**** FRAGMENTO DEL TEXTO

Un recorrido histórico por las políticas que, desde la dicotomía «civilización y barbarie» hasta la actualidad, moldearon fronteras invisibles que convirtieron al conurbano bonaerense en una doble periferia.
Por The Walking Conurban*
Foto: Buenos Aires desde el Cielo
Una frontera es un límite. Algo que nos hace saber que hemos llegado hasta el final de una cosa y estamos entrando en otra. Por supuesto, en el plano físico esa transición no necesariamente es abrupta, pero sí lo es en su naturaleza simbólica. Porque, es necesario decirlo, las fronteras son mucho más que figuras en el mapa: son cortes gnoseológicos. Una frontera define cómo comprendemos lo propio y lo ajeno. Lo público y lo privado. Lo sagrado, lo mundano y lo profano. Lo deseable de lo indeseable. De un lado queda lo que se quiere que sea y del otro… bueno, no necesariamente hay planes para lo que queda del otro lado.
Los territorios están repletos de fronteras invisibles, sin la mediación de migraciones ni aduanas, pero que orientan la trayectoria de millones de personas que los habitan. El límite de lo vivible, el paso a un territorio peligroso o fuera de nuestro alcance en términos económicos o culturales, se construye en base a narrativas que levantan muros y cavan fosas. En este sentido, quizá las fronteras no sean tan líquidas como Zygmundt Bauman creía. O, mejor dicho, contienen los tres estados de agregación de la materia. Son líquidas para los capitales, sólidas para los indeseables.

********

◆ **CONSIGNAS DEL EJERCICIO**
En el texto sobre las fronteras invisibles del conurbano, cambia "mapa" por "papel" y vuelve a escribir el pasaje que arranca en las palabras "Un recorrido histórico" y termina después de "del otro lado.".

**** CONJUNTO DE DATOS

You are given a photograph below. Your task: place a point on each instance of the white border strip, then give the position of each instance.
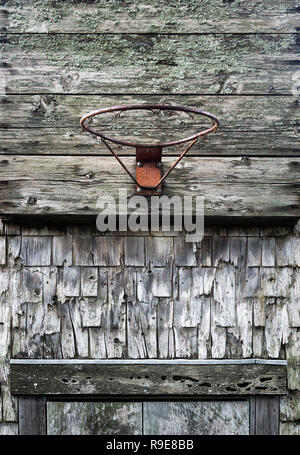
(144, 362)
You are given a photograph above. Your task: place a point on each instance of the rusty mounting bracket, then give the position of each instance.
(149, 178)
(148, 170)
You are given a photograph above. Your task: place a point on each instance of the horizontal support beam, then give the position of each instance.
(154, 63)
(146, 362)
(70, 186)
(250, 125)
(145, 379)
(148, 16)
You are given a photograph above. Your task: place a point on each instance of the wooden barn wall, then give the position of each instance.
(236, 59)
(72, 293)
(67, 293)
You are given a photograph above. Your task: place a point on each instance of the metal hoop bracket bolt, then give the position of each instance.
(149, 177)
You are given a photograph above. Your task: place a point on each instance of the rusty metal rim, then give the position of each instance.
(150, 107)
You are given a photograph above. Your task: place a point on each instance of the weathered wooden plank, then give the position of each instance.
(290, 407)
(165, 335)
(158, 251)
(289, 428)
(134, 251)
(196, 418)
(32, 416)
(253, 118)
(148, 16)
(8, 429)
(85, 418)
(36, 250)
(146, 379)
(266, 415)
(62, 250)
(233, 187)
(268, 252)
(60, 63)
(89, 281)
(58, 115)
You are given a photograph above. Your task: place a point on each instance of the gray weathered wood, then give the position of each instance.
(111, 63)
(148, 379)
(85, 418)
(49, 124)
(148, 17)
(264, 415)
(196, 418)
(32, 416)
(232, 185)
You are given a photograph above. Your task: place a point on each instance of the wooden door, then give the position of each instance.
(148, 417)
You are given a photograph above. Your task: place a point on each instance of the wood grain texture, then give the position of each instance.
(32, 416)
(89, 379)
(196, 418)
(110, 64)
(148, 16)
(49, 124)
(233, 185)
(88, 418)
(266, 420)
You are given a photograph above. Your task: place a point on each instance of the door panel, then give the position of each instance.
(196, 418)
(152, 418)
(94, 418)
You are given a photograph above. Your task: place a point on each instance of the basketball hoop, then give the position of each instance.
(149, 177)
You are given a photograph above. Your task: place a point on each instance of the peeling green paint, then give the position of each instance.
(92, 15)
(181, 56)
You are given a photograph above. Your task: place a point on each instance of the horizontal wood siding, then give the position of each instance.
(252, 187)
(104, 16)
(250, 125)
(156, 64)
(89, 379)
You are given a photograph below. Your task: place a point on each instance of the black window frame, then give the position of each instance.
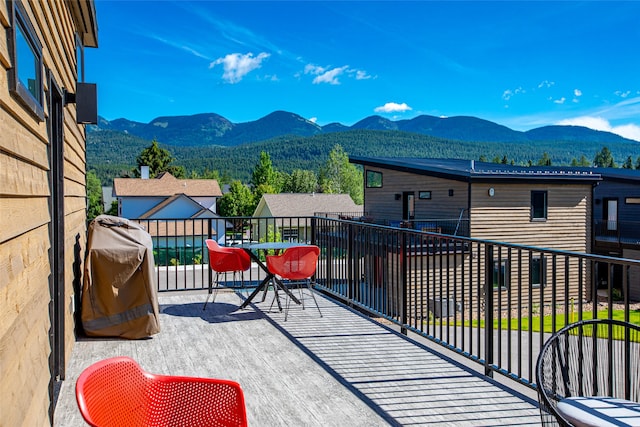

********
**** CONJUNTO DE DATOS

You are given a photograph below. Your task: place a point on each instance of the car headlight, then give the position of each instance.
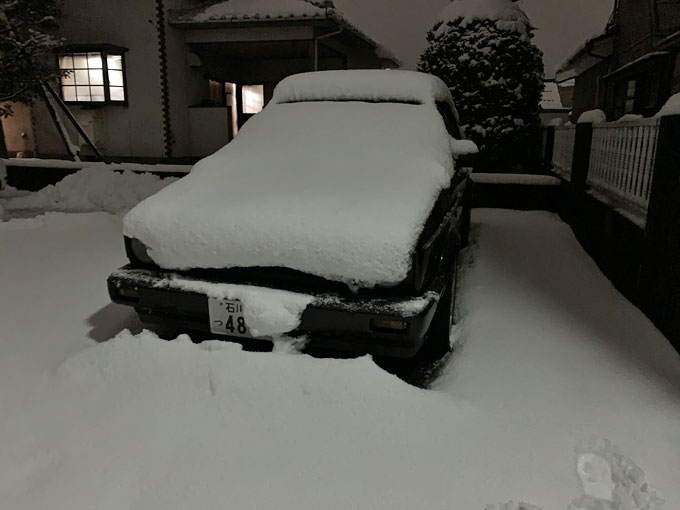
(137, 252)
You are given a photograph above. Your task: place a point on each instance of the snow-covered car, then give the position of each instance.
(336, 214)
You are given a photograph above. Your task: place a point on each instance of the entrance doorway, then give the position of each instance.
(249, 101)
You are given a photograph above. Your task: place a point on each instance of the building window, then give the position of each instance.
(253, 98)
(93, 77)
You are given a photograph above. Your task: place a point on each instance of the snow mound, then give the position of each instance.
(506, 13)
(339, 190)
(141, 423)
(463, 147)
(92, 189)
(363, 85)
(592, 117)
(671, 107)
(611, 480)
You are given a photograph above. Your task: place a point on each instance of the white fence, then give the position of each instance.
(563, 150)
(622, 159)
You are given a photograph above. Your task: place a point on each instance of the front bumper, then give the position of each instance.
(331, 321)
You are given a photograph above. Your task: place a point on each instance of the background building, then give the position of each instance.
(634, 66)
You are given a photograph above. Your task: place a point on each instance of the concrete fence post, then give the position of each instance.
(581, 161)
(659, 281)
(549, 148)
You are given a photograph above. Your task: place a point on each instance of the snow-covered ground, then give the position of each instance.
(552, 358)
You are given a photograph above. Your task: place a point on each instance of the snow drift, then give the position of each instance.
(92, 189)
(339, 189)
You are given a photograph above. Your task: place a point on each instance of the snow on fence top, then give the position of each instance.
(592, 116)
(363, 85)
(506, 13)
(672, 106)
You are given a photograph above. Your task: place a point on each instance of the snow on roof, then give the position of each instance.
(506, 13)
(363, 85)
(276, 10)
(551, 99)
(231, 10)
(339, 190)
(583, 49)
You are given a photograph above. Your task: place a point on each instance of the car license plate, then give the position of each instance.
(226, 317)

********

◆ **RESPUESTA COMPLETA**
Un recorrido histórico por las políticas que, desde la dicotomía «civilización y barbarie» hasta la actualidad, moldearon fronteras invisibles que convirtieron al conurbano bonaerense en una doble periferia.
Por The Walking Conurban*
Foto: Buenos Aires desde el Cielo
Una frontera es un límite. Algo que nos hace saber que hemos llegado hasta el final de una cosa y estamos entrando en otra. Por supuesto, en el plano físico esa transición no necesariamente es abrupta, pero sí lo es en su naturaleza simbólica. Porque, es necesario decirlo, las fronteras son mucho más que figuras en el papel: son cortes gnoseológicos. Una frontera define cómo comprendemos lo propio y lo ajeno. Lo público y lo privado. Lo sagrado, lo mundano y lo profano. Lo deseable de lo indeseable. De un lado queda lo que se quiere que sea y del otro… bueno, no necesariamente hay planes para lo que queda del otro lado.